Records to process Start Marker

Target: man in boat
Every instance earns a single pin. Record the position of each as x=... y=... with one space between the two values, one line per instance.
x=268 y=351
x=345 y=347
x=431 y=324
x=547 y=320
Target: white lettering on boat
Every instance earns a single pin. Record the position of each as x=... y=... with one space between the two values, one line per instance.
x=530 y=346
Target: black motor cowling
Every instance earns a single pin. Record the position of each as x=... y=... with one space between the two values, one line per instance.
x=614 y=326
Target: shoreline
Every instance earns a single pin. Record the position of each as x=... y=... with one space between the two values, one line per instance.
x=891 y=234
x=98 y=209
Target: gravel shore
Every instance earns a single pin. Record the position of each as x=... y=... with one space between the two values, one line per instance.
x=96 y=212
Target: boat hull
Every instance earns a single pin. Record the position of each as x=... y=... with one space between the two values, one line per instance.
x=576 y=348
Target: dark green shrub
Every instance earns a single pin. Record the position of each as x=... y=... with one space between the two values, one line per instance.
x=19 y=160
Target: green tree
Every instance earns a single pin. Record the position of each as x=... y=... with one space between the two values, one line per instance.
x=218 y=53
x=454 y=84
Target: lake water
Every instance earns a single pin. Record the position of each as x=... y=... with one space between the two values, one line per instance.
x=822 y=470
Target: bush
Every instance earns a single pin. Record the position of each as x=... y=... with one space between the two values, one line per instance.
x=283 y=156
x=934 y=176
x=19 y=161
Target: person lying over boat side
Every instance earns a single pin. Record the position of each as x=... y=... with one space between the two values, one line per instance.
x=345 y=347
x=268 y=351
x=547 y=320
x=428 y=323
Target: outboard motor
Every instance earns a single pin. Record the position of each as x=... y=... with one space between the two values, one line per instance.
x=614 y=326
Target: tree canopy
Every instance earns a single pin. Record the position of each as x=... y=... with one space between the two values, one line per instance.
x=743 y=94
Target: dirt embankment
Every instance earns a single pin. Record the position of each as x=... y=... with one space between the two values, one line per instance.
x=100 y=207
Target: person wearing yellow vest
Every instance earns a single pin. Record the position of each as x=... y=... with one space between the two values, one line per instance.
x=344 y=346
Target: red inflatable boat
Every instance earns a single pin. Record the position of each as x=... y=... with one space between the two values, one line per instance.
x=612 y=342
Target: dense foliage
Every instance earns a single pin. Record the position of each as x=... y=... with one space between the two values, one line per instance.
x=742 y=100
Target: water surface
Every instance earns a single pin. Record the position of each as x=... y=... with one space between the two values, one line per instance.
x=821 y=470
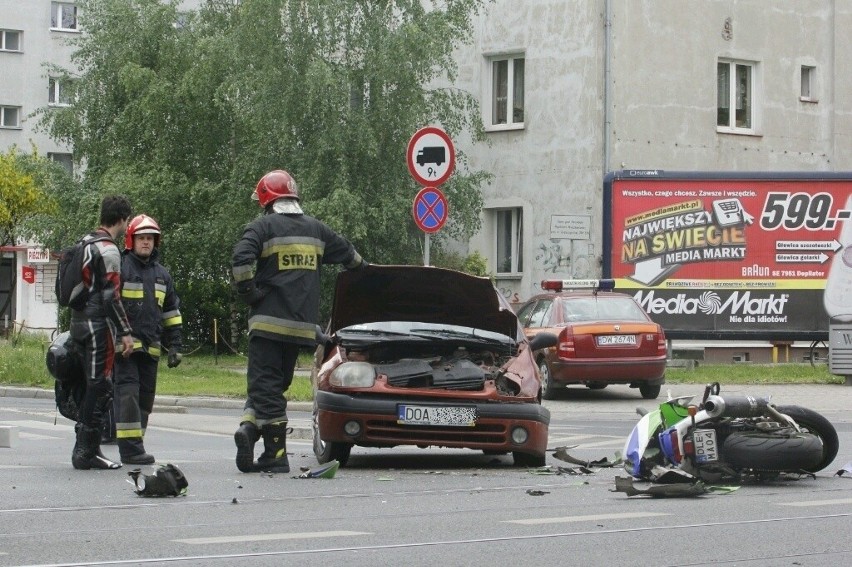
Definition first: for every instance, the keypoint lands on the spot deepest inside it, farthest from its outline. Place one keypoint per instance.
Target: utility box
(840, 349)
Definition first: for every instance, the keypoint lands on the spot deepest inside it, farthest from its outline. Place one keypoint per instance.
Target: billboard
(764, 256)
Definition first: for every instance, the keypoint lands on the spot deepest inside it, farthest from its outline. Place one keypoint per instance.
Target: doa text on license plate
(706, 448)
(458, 416)
(606, 340)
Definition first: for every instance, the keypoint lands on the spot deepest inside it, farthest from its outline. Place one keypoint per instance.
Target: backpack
(69, 288)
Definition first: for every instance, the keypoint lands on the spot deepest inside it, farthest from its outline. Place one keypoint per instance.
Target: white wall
(662, 103)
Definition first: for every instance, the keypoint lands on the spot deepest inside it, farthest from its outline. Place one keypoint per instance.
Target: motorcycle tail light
(565, 347)
(689, 447)
(673, 438)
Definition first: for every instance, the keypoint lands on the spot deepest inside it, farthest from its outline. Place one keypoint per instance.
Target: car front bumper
(379, 426)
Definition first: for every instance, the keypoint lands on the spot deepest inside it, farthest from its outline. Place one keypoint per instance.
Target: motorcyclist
(96, 328)
(153, 308)
(276, 270)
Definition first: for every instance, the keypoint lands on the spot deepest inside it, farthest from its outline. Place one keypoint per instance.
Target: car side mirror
(543, 340)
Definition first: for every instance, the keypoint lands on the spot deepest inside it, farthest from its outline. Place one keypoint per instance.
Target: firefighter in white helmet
(276, 270)
(153, 307)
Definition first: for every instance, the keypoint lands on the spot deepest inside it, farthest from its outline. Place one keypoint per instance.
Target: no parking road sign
(430, 209)
(431, 156)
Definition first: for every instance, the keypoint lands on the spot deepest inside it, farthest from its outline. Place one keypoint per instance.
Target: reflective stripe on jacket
(151, 302)
(282, 254)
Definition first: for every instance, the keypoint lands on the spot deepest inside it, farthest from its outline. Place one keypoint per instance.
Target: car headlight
(353, 375)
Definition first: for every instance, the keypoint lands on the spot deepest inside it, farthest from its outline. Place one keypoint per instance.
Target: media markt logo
(740, 305)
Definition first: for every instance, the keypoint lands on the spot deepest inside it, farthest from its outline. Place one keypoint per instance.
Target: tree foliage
(184, 112)
(23, 178)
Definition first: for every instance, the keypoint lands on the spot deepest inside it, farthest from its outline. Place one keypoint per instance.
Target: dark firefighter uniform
(276, 269)
(153, 308)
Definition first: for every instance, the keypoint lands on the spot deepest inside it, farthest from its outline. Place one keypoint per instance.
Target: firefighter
(153, 307)
(276, 271)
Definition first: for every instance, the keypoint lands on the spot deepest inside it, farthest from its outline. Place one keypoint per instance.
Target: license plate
(609, 340)
(706, 448)
(456, 416)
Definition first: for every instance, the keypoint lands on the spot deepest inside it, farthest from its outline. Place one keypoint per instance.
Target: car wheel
(326, 452)
(527, 459)
(649, 392)
(548, 388)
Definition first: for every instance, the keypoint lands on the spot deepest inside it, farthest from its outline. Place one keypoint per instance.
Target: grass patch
(22, 363)
(786, 373)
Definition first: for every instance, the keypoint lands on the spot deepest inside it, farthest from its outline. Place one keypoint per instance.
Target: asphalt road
(406, 506)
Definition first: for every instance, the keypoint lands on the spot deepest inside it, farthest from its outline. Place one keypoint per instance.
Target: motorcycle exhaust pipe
(735, 406)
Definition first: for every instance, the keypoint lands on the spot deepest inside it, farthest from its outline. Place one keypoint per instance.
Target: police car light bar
(607, 284)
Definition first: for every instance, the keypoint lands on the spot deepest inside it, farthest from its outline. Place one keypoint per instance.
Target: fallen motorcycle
(728, 438)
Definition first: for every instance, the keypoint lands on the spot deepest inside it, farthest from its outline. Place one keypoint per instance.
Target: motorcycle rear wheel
(772, 452)
(814, 423)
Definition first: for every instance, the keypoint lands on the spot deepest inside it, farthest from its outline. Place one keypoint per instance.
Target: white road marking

Records to process End Marker

Task statement
Return, unchanged, the run of lines above that opens with the line containing "Target: shoreline" and closes with the line containing "Target: boat hull". Include both.

Response for this exercise
Target: shoreline
Every instance earns a single pin. Record the position of each as x=... y=... with one space between the two values, one line per instance.
x=891 y=234
x=98 y=209
Target: gravel shore
Every instance earns a single pin. Record the position of each as x=... y=... with one space between the two values, one line per instance.
x=96 y=212
Target: boat hull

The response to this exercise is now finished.